REQUIREMENTS:
Replace "dot" with "point" everywhere it occurs in the lines below, and give all of the lines again with nothing else changed.

DATA SUPPLIED:
+-------+

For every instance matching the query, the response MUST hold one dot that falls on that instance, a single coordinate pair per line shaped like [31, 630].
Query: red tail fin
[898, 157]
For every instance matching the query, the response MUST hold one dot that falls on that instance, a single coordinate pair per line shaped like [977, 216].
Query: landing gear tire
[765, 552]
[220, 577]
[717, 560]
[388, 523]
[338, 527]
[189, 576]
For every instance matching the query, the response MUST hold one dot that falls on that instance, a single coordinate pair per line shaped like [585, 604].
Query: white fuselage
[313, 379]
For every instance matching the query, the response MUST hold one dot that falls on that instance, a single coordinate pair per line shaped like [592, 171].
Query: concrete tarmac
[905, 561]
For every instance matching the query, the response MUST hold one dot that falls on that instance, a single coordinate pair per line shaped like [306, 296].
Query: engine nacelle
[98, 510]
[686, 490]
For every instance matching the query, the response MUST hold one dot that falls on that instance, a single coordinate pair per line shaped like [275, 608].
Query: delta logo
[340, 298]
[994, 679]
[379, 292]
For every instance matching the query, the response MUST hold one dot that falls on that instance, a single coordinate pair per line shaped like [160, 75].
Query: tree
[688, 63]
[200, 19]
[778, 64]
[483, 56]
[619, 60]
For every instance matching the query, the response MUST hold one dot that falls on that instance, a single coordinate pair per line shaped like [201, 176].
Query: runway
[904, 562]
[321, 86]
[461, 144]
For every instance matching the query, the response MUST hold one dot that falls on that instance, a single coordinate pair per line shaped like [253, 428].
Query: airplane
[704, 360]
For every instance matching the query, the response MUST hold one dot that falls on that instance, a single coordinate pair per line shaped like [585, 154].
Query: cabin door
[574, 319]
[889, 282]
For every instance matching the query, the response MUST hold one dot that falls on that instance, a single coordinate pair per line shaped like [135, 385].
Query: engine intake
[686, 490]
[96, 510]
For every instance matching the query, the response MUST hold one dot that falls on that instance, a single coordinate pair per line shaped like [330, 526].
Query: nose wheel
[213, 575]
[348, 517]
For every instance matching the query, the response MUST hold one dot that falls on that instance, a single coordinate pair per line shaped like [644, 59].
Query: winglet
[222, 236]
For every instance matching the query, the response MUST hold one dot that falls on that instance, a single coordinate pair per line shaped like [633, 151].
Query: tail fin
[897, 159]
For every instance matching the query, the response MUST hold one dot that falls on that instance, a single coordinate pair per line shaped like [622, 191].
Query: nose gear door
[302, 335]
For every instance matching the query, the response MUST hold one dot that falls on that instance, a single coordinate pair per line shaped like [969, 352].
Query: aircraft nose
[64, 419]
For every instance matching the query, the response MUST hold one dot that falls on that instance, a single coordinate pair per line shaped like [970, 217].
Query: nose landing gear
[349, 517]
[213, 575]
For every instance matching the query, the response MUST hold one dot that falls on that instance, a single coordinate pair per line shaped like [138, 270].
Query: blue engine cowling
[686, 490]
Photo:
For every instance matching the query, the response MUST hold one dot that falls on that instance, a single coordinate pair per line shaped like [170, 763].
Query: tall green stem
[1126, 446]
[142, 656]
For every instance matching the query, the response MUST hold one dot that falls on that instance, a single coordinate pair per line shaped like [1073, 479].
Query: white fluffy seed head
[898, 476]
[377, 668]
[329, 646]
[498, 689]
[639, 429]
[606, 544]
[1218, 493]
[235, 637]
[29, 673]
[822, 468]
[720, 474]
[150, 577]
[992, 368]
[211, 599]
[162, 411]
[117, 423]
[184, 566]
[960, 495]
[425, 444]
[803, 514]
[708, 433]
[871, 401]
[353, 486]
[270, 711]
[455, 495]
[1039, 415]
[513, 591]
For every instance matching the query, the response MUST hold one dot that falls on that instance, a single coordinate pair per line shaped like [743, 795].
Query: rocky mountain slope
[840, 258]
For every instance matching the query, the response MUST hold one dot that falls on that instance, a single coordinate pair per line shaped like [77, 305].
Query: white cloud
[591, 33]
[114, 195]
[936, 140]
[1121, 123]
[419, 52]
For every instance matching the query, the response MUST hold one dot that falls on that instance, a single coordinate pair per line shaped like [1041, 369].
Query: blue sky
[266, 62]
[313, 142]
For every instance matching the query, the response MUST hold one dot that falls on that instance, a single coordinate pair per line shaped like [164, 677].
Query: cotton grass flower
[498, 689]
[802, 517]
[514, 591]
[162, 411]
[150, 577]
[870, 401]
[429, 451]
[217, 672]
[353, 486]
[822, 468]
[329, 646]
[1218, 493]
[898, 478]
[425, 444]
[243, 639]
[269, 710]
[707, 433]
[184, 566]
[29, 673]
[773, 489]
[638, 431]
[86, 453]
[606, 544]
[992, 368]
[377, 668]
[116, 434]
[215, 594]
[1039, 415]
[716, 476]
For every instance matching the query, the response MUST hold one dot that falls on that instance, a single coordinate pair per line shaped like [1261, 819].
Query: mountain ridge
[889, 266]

+-------+

OUTPUT:
For every instance matching the query, the response MUST hold one point that falls on that instance, a single coordinate pair per line shaped like [31, 630].
Query: red tail fin
[898, 157]
For every instance matching the query, the response MUST hold one point that falls on that instance, a single coordinate pair per line shaped like [977, 216].
Query: landing gear tire
[765, 552]
[220, 577]
[717, 560]
[388, 523]
[338, 527]
[189, 576]
For every instance matching the query, the response MUST hold one point that falls on that instance, a single coordinate pair per line shaped like [585, 604].
Query: white fuselage
[313, 379]
For every instance matching the query, the response MUST hold one point that falls on that instance, a single coordinate pair per line shaped like [592, 171].
Query: concrete tarmac
[905, 561]
For every instance matching the query, the response MUST hold one point that falls on that instance, a single coordinate pair per line shaped like [306, 296].
Query: engine nacelle
[98, 510]
[686, 490]
For every instance matching the query, the response MUST hold one point that falls on that instance, a single coordinate pair per line shaped like [275, 608].
Query: delta logo
[340, 298]
[994, 679]
[379, 292]
For every instance matching the query, the response MUST hold one point that falls on that instance, a single coordinate pair per line shaped like [160, 75].
Query: tree
[688, 63]
[200, 19]
[778, 64]
[483, 56]
[619, 60]
For every instance matching the query, the response MUST hold one point that falls on that instance, a single coordinate pair per line shaped like [201, 176].
Query: runway
[904, 562]
[321, 86]
[461, 144]
For every instance matching the query, the response MUST hold one point that falls on that instance, a single coordinate pair per line shaped like [253, 428].
Query: airplane
[704, 360]
For every instance matching the query, the response MUST hold one point that falls on that instance, a single coordinate pair per line shaped like [585, 154].
Query: cabin door
[574, 319]
[889, 282]
For every instance matching the query, the response MUST hold one point that falls on that instance, a single coordinate pair per line shaped like [135, 385].
Query: engine intake
[686, 490]
[96, 510]
For every instance matching the query, the response MUST hold one point that falls on that instance, a single coordinate pair per line shaped like [330, 526].
Query: nose wheel
[213, 575]
[348, 517]
For every instance matching the query, the response MUST hold one point that falls on that instance, a single coordinate pair per line shaped like [644, 59].
Query: winglet
[222, 236]
For every instance matching the query, the response MUST hold one point that falls on that instance, a single coordinate pair per line shaped like [633, 151].
Query: tail fin
[897, 159]
For every instance matching the query, the response MUST hold one point that falls on that instance, a single coordinate pair per line shaped like [622, 191].
Query: nose gear door
[302, 335]
For every instance matching the query, the response MUST hold one point that falls on that instance, a single coordinate pair per line shaped like [969, 352].
Query: aircraft nose
[64, 419]
For every instance matching the query, the response MUST hold one point that falls on that instance, a single coordinate pair per line shaped like [970, 217].
Query: nose landing gear
[349, 517]
[213, 575]
For every instance matching the query, the response MUST hold one point that falls on that instance, a single coordinate pair per line shaped like [138, 270].
Query: blue engine cowling
[686, 490]
Photo:
For every instance matching the query, the response MUST hold one point that falls on that instance, a single coordinate pair per line shaped like [170, 763].
Query: tall green stem
[1126, 446]
[142, 656]
For every instance matching the query, the response MUST hold one point that falls on that instance, a single coordinate pair per line shaped like [1073, 479].
Query: white fluffy seed head
[898, 476]
[377, 668]
[329, 646]
[498, 689]
[639, 429]
[606, 544]
[1218, 493]
[235, 637]
[29, 673]
[822, 468]
[720, 474]
[150, 577]
[992, 368]
[211, 599]
[162, 411]
[117, 423]
[184, 566]
[960, 495]
[425, 444]
[803, 514]
[708, 433]
[871, 401]
[353, 486]
[270, 711]
[455, 495]
[1039, 415]
[513, 591]
For every instance matching the query, the response MUST hold one point that falls on that instance, a single coordinate pair per line shaped like [743, 795].
Query: rocky mountain slope
[840, 258]
For every instance matching the query, the response MUST hold one point that falls on that instance, a single coordinate pair per line shaped like [77, 305].
Query: white cloud
[591, 33]
[114, 195]
[936, 140]
[1121, 123]
[419, 52]
For every instance matching the query, the response MUST hold one point that falls on that instance, a single coordinate pair per line shaped like [1041, 369].
Query: blue sky
[266, 62]
[313, 142]
For every instance matching the query, the response MUST hold one point that falls on that instance, a single coordinate pair per line shaped like [164, 677].
Query: cotton grass flower
[498, 689]
[802, 517]
[514, 591]
[162, 411]
[150, 577]
[870, 401]
[429, 451]
[217, 672]
[353, 486]
[822, 468]
[329, 646]
[1218, 493]
[898, 478]
[425, 444]
[243, 639]
[269, 710]
[707, 433]
[184, 566]
[29, 673]
[773, 489]
[638, 431]
[86, 453]
[606, 544]
[992, 368]
[377, 668]
[116, 434]
[215, 594]
[1039, 415]
[716, 476]
For every instance matching the query, the response MUST hold one point that falls on that instance, a single coordinate pair per line shaped like [1261, 819].
Query: mountain ridge
[889, 266]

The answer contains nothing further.